▶ _Excerpt_
This repository contains just enough code to start all of the services required to run the reference data service. Once you have successfully cloned this repository into your local ide, run git pull
to ensure you have the most up to date version of the schema. Next you need to build a reference data image by running ./dev.sh rebuild
in bash (or .\dev.ps1 -Rebuild
in powershell). If using a Windows device use powershell to create your reference data image.
Then you can start it by running ./dev.sh
(or .\dev.ps1
in powershell)
The script will map current flyway
subdirectory to /flyway
and current ../csv
directory to /csvs
. Once started, your terminal will run inside reference data world.
By default, the image does not include Keycloak service, because most of the time you don't need it and startup times increase dramatically. If you need to build an image with Keycloak, run
./dev.sh rebuild full
(.\dev.ps1 -Rebuild -Full
).
Next run ./flyway.sh
this pushes schema changes to the pgweb instance. This should be run in the first instance such that you have the most up to date schema within your local simulation, when making csv changes although this is not required it is good practice to run this command as it re-reads the schema and restarts the tables to include your csv changes.
Any version of the container runs an instance of pgweb (tiny postgrest UI) which you can access by going to http://localhost:8081/ in your browser. It's already pre-connected and pre-authenticated to local reference data instance:
The tool allows to view schema, data, export data to CSV etc.
NOTE: If you are only using this code to run the Reference Data service customising the run is unnecessary and you can skip to making schema changes section
The image is serving the following ports inside the container:
3000
- PostgREST.5432
- Postgres DB.8000
- Keycloak.8081
- pgweb.
It's better not to expose them in order not to conflict with anything running on your machine, but if you need to say expose port 5432
just use docker syntax i.e. run this instead:
docker run -it --rm -v "$(pwd)/flyway:/flyway" -v "$(dirname $(pwd))/csv:/csvs" -p 5432:5432 refdata
You can customise the command if you need to map flyway and/or flyway to different location.
With any schema change create a separate branch from master for all of your changes.
- Create a new flyway file in
schemas/reference
- follow flyway documentation if you are not familiar with this system. Look at the existing scripts and try to be like a ninja - make your scripts blend in. Please refer to table requirements document to understand how it should be done. The file format we use for reference schema is as shown: V1__example.sql where two_
are used. - Change
flyway.target
indocker/flyway_reference_docker.conf
to your script number. - Raise a PR and wait for validation to complete. Check build logs if anything goes wrong - you will get a detailed reason why something is not working.
You can test these changes made outside of docker image from inside the docker image, thereby pushing them to your local pgweb instance by starting
./flyway.sh
because local flyway
directory is mapped as a docker volume inside.
Run
./validate.sh
When the validation script runs you will see a progress bar within your terminal, be sure to check the file you have changed is displayed to ensure the script has recognised your file when running tests.

▶ _Given task A_
In the reference data setup guide, what address do you open in a browser to reach pgweb?

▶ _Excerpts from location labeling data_

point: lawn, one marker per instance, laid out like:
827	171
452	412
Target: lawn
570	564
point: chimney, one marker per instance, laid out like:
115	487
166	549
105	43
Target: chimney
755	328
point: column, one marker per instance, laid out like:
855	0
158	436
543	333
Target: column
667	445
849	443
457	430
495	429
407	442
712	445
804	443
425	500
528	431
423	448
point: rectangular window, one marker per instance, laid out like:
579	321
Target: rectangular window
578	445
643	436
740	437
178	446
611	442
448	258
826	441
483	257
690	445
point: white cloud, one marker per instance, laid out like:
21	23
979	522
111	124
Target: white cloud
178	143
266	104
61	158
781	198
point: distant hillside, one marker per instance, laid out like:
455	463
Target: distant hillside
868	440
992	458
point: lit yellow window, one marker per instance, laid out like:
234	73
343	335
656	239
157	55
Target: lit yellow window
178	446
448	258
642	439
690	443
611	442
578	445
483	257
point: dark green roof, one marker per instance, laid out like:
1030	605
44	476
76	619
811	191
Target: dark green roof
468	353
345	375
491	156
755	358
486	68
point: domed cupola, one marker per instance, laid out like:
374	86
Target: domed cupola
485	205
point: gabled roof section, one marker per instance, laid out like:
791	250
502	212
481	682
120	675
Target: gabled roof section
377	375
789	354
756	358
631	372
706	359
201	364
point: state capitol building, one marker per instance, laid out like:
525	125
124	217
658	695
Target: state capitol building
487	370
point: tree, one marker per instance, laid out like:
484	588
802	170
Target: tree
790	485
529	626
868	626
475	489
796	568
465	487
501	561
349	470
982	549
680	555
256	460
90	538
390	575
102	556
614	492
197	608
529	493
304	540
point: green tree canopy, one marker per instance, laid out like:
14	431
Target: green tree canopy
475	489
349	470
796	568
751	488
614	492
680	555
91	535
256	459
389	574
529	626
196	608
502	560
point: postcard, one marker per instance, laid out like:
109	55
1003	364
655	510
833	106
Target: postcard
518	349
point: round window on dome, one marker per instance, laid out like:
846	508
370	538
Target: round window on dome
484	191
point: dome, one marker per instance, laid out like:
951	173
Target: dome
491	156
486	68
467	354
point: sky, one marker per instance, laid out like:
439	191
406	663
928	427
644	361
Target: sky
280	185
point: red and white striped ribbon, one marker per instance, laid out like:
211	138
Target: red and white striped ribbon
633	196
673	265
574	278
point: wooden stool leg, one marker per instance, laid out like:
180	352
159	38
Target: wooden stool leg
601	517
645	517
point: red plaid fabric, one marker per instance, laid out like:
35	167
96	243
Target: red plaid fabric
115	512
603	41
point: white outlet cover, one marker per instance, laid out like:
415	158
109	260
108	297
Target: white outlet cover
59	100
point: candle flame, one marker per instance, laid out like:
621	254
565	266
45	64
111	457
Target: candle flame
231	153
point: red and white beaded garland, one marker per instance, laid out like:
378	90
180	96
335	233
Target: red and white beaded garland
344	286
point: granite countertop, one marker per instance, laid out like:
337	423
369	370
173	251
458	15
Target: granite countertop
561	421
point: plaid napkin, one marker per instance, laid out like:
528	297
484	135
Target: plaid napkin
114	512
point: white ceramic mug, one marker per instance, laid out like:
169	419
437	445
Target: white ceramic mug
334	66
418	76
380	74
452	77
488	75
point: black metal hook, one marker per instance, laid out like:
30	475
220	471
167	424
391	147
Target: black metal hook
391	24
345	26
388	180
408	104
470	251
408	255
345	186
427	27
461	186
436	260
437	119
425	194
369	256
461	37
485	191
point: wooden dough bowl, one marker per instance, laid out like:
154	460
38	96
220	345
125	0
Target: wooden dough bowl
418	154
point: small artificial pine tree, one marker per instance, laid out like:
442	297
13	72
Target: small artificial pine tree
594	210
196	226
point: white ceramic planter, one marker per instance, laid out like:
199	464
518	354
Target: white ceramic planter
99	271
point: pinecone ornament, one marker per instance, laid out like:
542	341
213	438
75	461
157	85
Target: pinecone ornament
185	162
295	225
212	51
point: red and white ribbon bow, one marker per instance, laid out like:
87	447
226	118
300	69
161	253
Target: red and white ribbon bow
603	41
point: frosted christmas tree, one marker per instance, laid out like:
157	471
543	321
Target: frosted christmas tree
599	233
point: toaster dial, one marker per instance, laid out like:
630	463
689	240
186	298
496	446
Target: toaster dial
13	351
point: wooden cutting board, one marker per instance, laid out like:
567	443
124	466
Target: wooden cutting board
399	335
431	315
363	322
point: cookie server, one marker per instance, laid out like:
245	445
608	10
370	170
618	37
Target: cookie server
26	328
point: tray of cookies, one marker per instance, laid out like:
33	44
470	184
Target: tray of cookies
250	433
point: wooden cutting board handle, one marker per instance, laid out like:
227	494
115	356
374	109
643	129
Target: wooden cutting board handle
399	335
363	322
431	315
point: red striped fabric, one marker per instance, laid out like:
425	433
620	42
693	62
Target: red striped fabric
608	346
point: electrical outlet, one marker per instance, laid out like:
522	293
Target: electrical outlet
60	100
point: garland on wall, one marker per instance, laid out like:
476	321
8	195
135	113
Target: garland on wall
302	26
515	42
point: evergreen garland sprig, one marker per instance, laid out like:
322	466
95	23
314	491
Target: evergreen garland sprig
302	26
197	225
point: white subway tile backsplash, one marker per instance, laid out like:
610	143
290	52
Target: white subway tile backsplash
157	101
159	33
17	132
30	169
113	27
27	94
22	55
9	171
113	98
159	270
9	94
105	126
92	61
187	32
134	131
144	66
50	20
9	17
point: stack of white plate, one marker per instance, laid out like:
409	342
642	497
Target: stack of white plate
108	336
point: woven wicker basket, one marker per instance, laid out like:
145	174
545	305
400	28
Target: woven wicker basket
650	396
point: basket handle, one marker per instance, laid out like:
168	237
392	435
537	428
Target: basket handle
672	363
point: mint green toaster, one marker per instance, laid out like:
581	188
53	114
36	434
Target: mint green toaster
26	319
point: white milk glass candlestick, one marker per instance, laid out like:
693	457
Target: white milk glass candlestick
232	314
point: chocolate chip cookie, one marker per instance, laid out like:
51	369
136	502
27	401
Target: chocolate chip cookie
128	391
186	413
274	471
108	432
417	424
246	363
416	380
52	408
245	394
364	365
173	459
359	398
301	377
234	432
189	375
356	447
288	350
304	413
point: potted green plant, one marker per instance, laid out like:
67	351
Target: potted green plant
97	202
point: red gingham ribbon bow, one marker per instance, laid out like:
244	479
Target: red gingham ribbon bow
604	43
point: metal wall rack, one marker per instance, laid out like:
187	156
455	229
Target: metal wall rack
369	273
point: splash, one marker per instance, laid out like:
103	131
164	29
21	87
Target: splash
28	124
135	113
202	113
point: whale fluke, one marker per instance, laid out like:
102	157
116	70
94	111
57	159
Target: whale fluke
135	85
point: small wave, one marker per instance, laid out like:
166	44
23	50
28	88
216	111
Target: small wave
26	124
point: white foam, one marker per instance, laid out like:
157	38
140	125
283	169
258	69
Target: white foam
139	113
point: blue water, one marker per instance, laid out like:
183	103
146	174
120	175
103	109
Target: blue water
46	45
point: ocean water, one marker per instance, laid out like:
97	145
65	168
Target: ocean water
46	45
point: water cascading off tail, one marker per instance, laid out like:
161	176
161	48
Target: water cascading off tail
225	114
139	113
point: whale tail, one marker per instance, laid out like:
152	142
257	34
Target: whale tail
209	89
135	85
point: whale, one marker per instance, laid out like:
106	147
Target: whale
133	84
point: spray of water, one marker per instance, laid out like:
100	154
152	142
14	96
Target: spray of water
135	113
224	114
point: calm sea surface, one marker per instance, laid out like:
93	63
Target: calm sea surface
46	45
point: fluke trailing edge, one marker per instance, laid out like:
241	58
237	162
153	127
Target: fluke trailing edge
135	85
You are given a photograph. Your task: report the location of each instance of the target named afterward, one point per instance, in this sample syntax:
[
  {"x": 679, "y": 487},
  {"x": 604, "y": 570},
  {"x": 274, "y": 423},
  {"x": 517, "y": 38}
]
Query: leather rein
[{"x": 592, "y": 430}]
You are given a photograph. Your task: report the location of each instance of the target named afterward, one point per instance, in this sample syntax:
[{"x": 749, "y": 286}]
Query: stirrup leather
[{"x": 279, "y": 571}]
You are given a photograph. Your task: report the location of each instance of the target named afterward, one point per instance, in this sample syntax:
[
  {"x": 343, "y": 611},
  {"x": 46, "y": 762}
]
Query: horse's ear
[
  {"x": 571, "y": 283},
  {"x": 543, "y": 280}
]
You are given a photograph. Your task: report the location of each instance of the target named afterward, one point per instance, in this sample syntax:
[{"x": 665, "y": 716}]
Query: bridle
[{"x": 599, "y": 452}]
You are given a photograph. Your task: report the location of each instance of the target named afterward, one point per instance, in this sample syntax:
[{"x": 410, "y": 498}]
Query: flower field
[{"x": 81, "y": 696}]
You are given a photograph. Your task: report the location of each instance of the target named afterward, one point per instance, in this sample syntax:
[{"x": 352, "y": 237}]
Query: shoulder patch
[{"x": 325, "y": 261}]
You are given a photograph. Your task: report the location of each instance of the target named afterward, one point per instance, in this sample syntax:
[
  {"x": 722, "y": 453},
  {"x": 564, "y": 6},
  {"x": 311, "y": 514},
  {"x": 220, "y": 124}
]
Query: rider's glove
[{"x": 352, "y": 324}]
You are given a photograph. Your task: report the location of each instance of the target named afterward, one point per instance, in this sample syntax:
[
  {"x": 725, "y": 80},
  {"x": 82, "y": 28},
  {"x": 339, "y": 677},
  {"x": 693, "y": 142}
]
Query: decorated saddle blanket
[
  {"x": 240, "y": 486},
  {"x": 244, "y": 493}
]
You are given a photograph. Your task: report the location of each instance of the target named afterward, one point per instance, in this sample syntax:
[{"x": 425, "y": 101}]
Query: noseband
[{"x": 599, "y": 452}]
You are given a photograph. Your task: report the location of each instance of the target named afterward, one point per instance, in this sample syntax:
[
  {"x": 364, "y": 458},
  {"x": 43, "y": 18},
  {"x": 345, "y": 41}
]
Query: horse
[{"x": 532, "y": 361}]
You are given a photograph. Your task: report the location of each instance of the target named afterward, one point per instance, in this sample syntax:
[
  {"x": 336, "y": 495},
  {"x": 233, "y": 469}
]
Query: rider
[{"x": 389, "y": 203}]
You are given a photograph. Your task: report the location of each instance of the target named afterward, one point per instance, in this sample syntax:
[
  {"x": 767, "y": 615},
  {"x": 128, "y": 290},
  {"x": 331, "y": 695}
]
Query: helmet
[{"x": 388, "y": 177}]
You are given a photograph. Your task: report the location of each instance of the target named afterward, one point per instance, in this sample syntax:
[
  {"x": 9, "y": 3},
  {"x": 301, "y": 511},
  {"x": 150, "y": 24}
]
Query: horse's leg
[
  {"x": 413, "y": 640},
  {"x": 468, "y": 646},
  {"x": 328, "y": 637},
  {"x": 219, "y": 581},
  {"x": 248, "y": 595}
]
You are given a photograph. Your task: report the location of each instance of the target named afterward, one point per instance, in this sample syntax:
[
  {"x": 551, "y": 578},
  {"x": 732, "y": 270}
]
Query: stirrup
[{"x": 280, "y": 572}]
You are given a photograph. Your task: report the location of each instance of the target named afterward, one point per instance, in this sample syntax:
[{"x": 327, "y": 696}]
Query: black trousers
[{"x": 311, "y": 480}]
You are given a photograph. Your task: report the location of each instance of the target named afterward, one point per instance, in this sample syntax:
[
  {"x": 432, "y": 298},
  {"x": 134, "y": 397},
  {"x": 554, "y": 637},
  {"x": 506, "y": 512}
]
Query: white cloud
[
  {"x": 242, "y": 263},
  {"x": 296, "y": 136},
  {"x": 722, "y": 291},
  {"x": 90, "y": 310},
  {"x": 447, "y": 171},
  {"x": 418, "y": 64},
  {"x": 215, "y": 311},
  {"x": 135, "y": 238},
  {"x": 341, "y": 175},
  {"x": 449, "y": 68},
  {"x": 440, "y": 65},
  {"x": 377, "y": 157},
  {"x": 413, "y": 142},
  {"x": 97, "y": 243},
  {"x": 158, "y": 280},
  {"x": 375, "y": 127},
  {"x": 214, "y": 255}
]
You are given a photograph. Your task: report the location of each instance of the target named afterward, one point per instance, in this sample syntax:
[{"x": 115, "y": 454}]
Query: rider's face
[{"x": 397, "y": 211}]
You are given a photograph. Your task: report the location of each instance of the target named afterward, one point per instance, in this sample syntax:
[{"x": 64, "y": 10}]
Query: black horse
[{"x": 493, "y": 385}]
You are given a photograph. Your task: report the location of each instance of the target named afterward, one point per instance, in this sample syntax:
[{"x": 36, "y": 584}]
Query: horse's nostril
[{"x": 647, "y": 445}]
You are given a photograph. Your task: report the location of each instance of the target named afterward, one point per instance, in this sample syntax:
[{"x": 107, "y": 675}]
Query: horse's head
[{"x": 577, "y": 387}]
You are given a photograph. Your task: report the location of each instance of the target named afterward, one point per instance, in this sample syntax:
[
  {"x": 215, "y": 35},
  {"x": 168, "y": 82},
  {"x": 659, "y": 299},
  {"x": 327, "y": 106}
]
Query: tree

▶ _Given task B_
Gather every line of the listing that contains the string "ribbon", treating case as significant.

▶ _Full output A_
http://localhost:8081/

▶ _Full output B_
point: red and white striped ribbon, one marker per instance, laid out like:
Target: red and white striped ribbon
point: red and white ribbon bow, one marker per instance, laid out like:
Target: red and white ribbon bow
point: red gingham ribbon bow, one marker per instance, laid out like:
Target: red gingham ribbon bow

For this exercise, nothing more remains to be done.